Exercise requirements: Output every entry below exactly, without its pictures.

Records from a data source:
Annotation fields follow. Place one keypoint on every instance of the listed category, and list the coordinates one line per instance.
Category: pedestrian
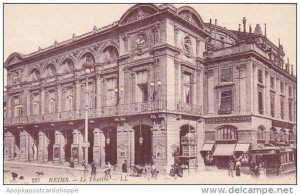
(147, 171)
(230, 168)
(107, 170)
(238, 168)
(85, 168)
(154, 171)
(94, 168)
(124, 170)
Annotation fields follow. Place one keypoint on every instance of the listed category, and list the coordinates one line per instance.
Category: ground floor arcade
(138, 139)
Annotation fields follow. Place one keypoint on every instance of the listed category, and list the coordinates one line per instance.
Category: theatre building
(140, 80)
(155, 85)
(249, 101)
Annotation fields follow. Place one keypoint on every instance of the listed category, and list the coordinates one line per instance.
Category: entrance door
(143, 145)
(51, 138)
(69, 138)
(110, 135)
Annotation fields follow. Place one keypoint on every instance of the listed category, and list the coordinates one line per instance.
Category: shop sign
(229, 119)
(282, 124)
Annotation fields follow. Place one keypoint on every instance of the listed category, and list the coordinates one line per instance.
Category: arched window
(261, 133)
(87, 60)
(50, 70)
(283, 135)
(34, 75)
(273, 134)
(227, 133)
(109, 54)
(68, 65)
(291, 135)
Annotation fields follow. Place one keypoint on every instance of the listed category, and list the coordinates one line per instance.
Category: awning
(207, 147)
(242, 148)
(224, 150)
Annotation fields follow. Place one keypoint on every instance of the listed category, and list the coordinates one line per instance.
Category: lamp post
(87, 68)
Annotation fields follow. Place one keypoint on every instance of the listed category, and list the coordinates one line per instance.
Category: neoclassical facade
(161, 84)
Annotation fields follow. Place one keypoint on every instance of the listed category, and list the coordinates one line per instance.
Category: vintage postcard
(149, 94)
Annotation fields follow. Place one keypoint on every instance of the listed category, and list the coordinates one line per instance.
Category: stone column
(76, 148)
(9, 146)
(59, 98)
(98, 148)
(26, 145)
(43, 147)
(77, 95)
(200, 125)
(98, 92)
(43, 101)
(59, 147)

Task output:
Annotation fields follow. Place one keypoint on every instance of the listed category, and list the coordinates one line per instance.
Category: pedestrian
(147, 171)
(230, 168)
(107, 170)
(238, 168)
(85, 168)
(154, 171)
(94, 168)
(124, 170)
Annotation fields follow. Place one keypoint on every instance of the listed category, and list the coordinates one line per instance.
Category: ground floor arcade
(138, 139)
Annotation fields follow. Place one keypoint on every instance of the listed category, and list the coordinates one line per instance.
Category: theatre building
(140, 80)
(155, 85)
(249, 101)
Annotation fields follow. Place one keypoint on every instance of the listed category, and list the coordinates one line per instance.
Category: entrance door
(143, 145)
(51, 138)
(69, 138)
(110, 135)
Annotation fields follow. Place one keypoint on every instance of the listed category, and list the coordinates one line per instance.
Category: shop sign
(229, 119)
(282, 124)
Annotation fields follow. Place one keypoint on every instance of the listed category, and list the coordinates one line per instance.
Category: arched window
(261, 133)
(87, 60)
(50, 70)
(283, 135)
(34, 75)
(273, 134)
(227, 133)
(109, 54)
(68, 65)
(291, 135)
Annotation fields follow. Place one keypoint on every instance of the listed category, and list the coordinates one line per instance.
Category: awning
(207, 147)
(242, 148)
(224, 150)
Annotation fields follow. Place one keypoint on every instance of the listed category, and list the coordinates one line per instance.
Category: lamp post
(87, 68)
Annotation fields follow. Place one keypoint on every instance of the listed category, and list the coordinates one line per instance.
Category: neoclassical facade
(161, 84)
Annotation fields follow. Place one keypoint on every instance of the listed category, and list the coordinates one line per instance.
Category: vintage postcard
(149, 94)
Annotation fields follow. Place one keypoint on every instance of the listed category, and list the coordinates one line per instance.
Category: stone column
(76, 148)
(9, 146)
(59, 98)
(98, 148)
(26, 145)
(43, 147)
(77, 95)
(200, 125)
(98, 92)
(43, 101)
(59, 147)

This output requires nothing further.